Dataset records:
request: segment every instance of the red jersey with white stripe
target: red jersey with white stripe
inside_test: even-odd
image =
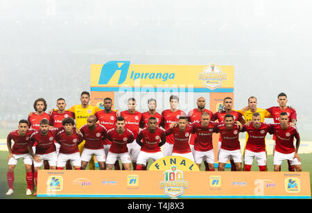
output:
[[[172,134],[174,139],[173,153],[188,153],[191,152],[189,144],[189,139],[191,133],[193,133],[193,128],[191,125],[187,125],[185,130],[180,130],[178,126],[169,128],[166,130],[166,135]]]
[[[125,110],[121,112],[121,115],[125,119],[125,127],[133,133],[135,139],[136,139],[140,130],[140,121],[142,114],[138,111],[135,111],[135,113],[130,113],[128,110]]]
[[[157,127],[155,133],[150,133],[148,128],[143,128],[137,135],[137,140],[142,142],[141,151],[147,153],[160,151],[159,143],[166,140],[164,131]]]
[[[266,109],[268,112],[269,112],[272,116],[273,117],[274,123],[279,123],[279,114],[281,112],[285,112],[287,113],[288,116],[289,122],[291,122],[293,119],[297,120],[297,112],[295,110],[292,110],[289,108],[286,108],[285,110],[281,110],[279,107],[272,107]]]
[[[241,143],[239,139],[239,129],[235,123],[231,130],[227,130],[225,124],[218,126],[216,129],[221,137],[221,148],[228,151],[241,149]]]
[[[101,110],[96,112],[95,116],[97,117],[100,124],[103,126],[107,131],[115,128],[116,121],[117,121],[116,112],[112,111],[107,113],[105,110]],[[112,142],[105,138],[104,144],[112,144]]]
[[[171,123],[177,122],[180,116],[187,116],[182,110],[177,110],[175,112],[172,112],[170,109],[162,111],[162,115],[164,117],[164,125],[162,127],[166,130],[170,129],[170,124]],[[173,135],[167,135],[166,142],[168,144],[174,144]]]
[[[40,131],[35,131],[31,136],[28,146],[33,146],[35,143],[36,145],[35,154],[45,155],[56,151],[54,139],[56,133],[62,128],[53,128],[48,130],[46,135],[43,135]]]
[[[194,149],[198,151],[205,152],[214,148],[212,145],[212,134],[216,133],[216,127],[220,123],[210,121],[208,126],[203,127],[199,122],[191,124],[193,131],[196,134],[194,142]]]
[[[205,109],[203,112],[200,112],[198,110],[198,108],[195,108],[189,112],[189,114],[187,114],[189,121],[191,123],[193,123],[194,122],[200,123],[202,112],[208,112],[209,114],[210,120],[214,121],[214,119],[213,119],[214,113],[212,113],[211,111],[208,110],[207,109]],[[189,144],[191,145],[194,145],[194,142],[195,142],[196,137],[196,133],[191,135],[191,137],[189,139]]]
[[[288,126],[286,129],[282,129],[279,124],[271,125],[273,126],[273,134],[275,135],[275,151],[284,154],[295,152],[294,138],[297,140],[300,139],[297,127]]]
[[[127,144],[132,143],[135,139],[132,132],[126,128],[121,135],[115,128],[108,130],[106,138],[112,142],[110,152],[118,154],[128,153]]]
[[[243,125],[241,132],[248,133],[245,149],[254,153],[266,151],[266,136],[268,131],[271,130],[272,128],[271,125],[262,122],[259,128],[255,128],[252,123],[249,126]]]
[[[11,131],[7,137],[7,141],[14,141],[12,146],[12,153],[15,155],[26,154],[28,153],[28,144],[31,134],[34,132],[33,129],[28,129],[25,136],[21,136],[18,134],[18,130]]]
[[[58,111],[53,111],[51,115],[50,126],[53,127],[62,127],[62,121],[69,117],[75,119],[75,113],[65,111],[63,114],[60,114]]]
[[[155,114],[150,114],[149,111],[142,113],[142,118],[141,119],[141,123],[143,124],[143,127],[146,128],[148,126],[148,119],[150,117],[154,117],[157,121],[157,127],[163,126],[164,118],[162,114],[156,112]]]
[[[214,114],[214,117],[213,117],[213,119],[211,119],[212,121],[214,121],[218,119],[218,121],[219,122],[224,122],[224,119],[225,115],[227,115],[227,114],[230,114],[232,115],[233,115],[234,117],[234,120],[235,121],[242,121],[243,119],[243,115],[241,114],[241,112],[234,111],[234,110],[232,110],[229,113],[227,113],[225,112],[217,112],[216,113]],[[222,142],[222,138],[221,138],[221,135],[220,135],[219,137],[219,142]]]
[[[73,130],[71,135],[68,135],[64,129],[56,134],[55,141],[60,144],[60,153],[72,154],[79,152],[78,145],[83,141],[83,135],[76,133],[76,128]]]
[[[51,120],[51,116],[46,112],[44,112],[41,115],[37,115],[35,113],[33,113],[31,115],[28,116],[28,120],[29,128],[32,128],[38,131],[40,130],[39,123],[40,123],[40,121],[44,118],[47,119],[49,121]]]
[[[85,140],[85,148],[89,149],[103,148],[104,139],[107,133],[106,128],[101,124],[96,124],[94,130],[91,130],[87,124],[80,128],[80,133]]]

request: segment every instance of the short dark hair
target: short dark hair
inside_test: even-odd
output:
[[[150,120],[157,120],[155,117],[150,117],[150,118],[148,119],[148,121],[150,121]]]
[[[117,121],[125,121],[125,118],[122,116],[117,117]]]
[[[254,114],[252,114],[252,116],[254,117],[258,117],[258,116],[261,116],[260,113],[259,112],[254,112]]]
[[[34,103],[33,103],[33,108],[35,109],[35,111],[37,111],[37,103],[38,103],[39,101],[42,101],[44,103],[44,112],[46,110],[46,108],[48,106],[48,105],[46,104],[46,100],[44,100],[44,99],[43,98],[39,98],[37,99],[36,101],[35,101]]]
[[[89,98],[90,97],[90,94],[89,93],[89,92],[83,91],[83,92],[81,92],[80,97],[83,96],[83,94],[87,94]]]
[[[187,121],[189,121],[189,119],[187,119],[187,117],[186,117],[186,116],[180,116],[180,117],[179,117],[179,120],[181,120],[181,119],[185,119]]]
[[[109,100],[109,101],[112,101],[112,99],[111,99],[111,98],[109,98],[109,97],[105,98],[104,100],[103,101],[103,102],[105,102],[106,100]]]
[[[39,125],[40,125],[40,126],[42,124],[44,124],[44,125],[48,124],[49,125],[49,123],[50,123],[50,122],[49,121],[49,120],[46,118],[44,118],[40,121],[40,122],[39,123]]]
[[[27,123],[27,125],[28,125],[28,121],[26,119],[21,119],[19,121],[19,125],[21,123]]]
[[[281,92],[280,94],[279,94],[279,95],[277,96],[277,99],[278,99],[279,97],[281,97],[281,96],[285,96],[285,97],[287,98],[286,94],[285,93],[284,93],[284,92]]]
[[[129,102],[130,101],[133,101],[135,102],[137,102],[137,101],[135,101],[135,98],[129,98],[129,99],[128,99],[127,101]]]
[[[66,123],[71,123],[73,126],[74,126],[75,121],[73,120],[73,119],[71,117],[67,117],[62,121],[62,126],[65,126]]]
[[[156,103],[156,100],[154,99],[149,99],[148,101],[148,103],[149,103],[150,101],[155,101],[155,103]]]
[[[281,112],[281,114],[279,114],[279,117],[281,117],[281,115],[287,115],[287,112]]]
[[[250,100],[250,99],[256,99],[256,101],[257,101],[257,98],[256,98],[255,96],[250,96],[250,97],[248,98],[248,103],[249,103],[249,101]]]
[[[232,117],[232,118],[233,119],[233,120],[234,120],[234,116],[232,115],[231,114],[225,114],[225,116],[224,117],[224,119],[225,120],[225,119],[226,119],[227,117]]]
[[[177,102],[179,102],[179,97],[176,95],[173,94],[173,95],[170,96],[170,98],[169,98],[169,101],[171,101],[171,100],[177,100]]]
[[[225,101],[226,99],[231,99],[231,100],[233,100],[232,98],[227,96],[227,97],[223,99],[223,102]]]

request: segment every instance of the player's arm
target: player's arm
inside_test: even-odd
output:
[[[165,132],[164,131],[162,133],[162,135],[160,136],[160,143],[158,144],[158,146],[160,147],[162,145],[164,145],[164,144],[166,144],[166,134],[165,134]]]
[[[13,153],[12,153],[12,138],[11,138],[11,134],[8,134],[8,137],[6,138],[6,145],[8,146],[8,160],[10,160],[12,157],[13,157]]]
[[[143,145],[142,138],[143,138],[142,131],[140,131],[140,133],[137,136],[137,139],[135,139],[137,144],[138,144],[140,146],[142,146]]]

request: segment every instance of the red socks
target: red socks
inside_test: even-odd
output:
[[[8,180],[8,185],[9,186],[9,189],[13,189],[13,182],[14,182],[14,172],[6,173],[6,180]]]

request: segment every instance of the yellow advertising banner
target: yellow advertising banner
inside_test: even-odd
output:
[[[37,196],[311,198],[309,172],[196,171],[183,158],[162,158],[153,171],[40,170]]]

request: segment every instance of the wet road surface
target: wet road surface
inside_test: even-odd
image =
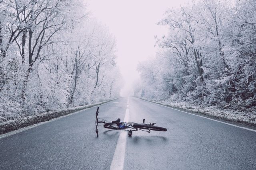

INSTRUCTION> From the data above, copy every line that contains the string "jersey", treating uppercase and lowercase letters as distinct.

OUTPUT OF THE EXERCISE>
request: segment every instance of the red jersey with white stripe
target: red jersey with white stripe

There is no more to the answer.